*** ARTICLE
Ron was steeped in the humor of it all. He sat at his desk, growling behind sunglasses, his dark, grey-tinged hair spinning off at wild angles. On the wall behind him were a series of framed photographs of chimpanzees aping See No Evil, Hear No Evil, Speak No Evil. I later learned that the glasses were an eye ailment palliative, but no explanation was offered on that day and the effect was dramatic and rather grand. They added to his mystique, his irreverent cool guy-ness.

At the end of his rant, which included a takedown of most of the Times’ front-page writers, with a particular emphasis on the paper’s “piss-poor” coverage of the LAPD, Ron abruptly stopped.

“So, what do you say to that?” he demanded, folding his arms and regarding me with the disdain I clearly deserved as one of the throng of Times no-goodniks.

In those days the paper media were at war for domination of Southern California. Ventura County was viewed as a major source of ad revenue, prompting a geyser of resources. In addition to the local newspaper, three outsiders had bureaus in Simi Valley, a town with a population smaller than Pasadena’s. I had been the Times’ Simi Valley reporter. The Daily News had someone there too.

“Well,” I said, “if you read the Times’ Simi Valley coverage you would know that I kicked butt on the Daily News on a regular basis.”

Ron laughed. “Touche,” he said. “We need to work on our coverage out there.”
******
*** MATERIAL PROVIDED
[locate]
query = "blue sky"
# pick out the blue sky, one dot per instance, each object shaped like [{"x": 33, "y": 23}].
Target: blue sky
******
(GIVEN TASK 1) In the passage about Ron, what do the framed photographs on the wall behind his desk show?
(GIVEN TASK 2) Carry the passage about Ron forward from its last line, "We need to work on our coverage out there."
The material has no connection to the passage about Ron.

(OUTPUT 1) Chimpanzees aping See No Evil, Hear No Evil, Speak No Evil.

(OUTPUT 2)
He offered me a job, which I happily accepted. My year at the Daily News was, by and large, a great experience, balm for my time at the Times, due in no small part to Ron. He was often gruff but never mean. He was loyal to his reporters, respectful but not fawning. He would stroll through the newsroom at any hour of the day, belting out “My Way,” or “(I Can’t Get No) Satisfaction” and peering over reporters’ shoulders, reading ledes out loud and offering ad hoc critiques. He was collegial in the truest sense of the word, well read and intellectually curious, ready to discuss philosophy, faith, politics, cooking, sports, the stock market or anything else that came up. When my husband and I moved to Silver Lake and threw a housewarming party, we invited the entire Daily News staff, including Ron. He not only showed up but stayed late, as comfortable outside of the newsroom as he was in it.

For me, to be a big fish in a small pond was a wonderful thing. At the Times an underling like me would be lucky to get a tag line on a big story as part of the “swarm” -- the inevitable overstaffing the Times marshaled for big news events, as much to intimidate the competition as to provide thorough coverage. I was grateful to be offered the occasional fence-painting privilege of working the weekend night shift downtown, which consisted of monitoring the evening news shows and rewriting wire copy.

At the Daily News, scrappy was the rule of the day. The paper did not begin to have the staff to swarm anything. One story, one reporter meant I was given free rein. I profiled Tom Hayden, Henry Waxman and Sister Helen Prejean. I covered Colin Powell and Jesse Jackson, as well as the Chris Darden meltdown after the OJ verdict, sitting next to Maria Shriver, then working for NBC, who draped her Armani suit jacket over the back of her chair, next to my Ross Dress for Less cardigan.

If the Los Angeles Times of that era was classical music, with all its constricting hoity-toityness, and the LA Weekly the wildly veering, by turns brilliant and self-destructive incarnation of punk rock, Ron Kaye’s Daily News was rock and roll – direct, soulful and pragmatic.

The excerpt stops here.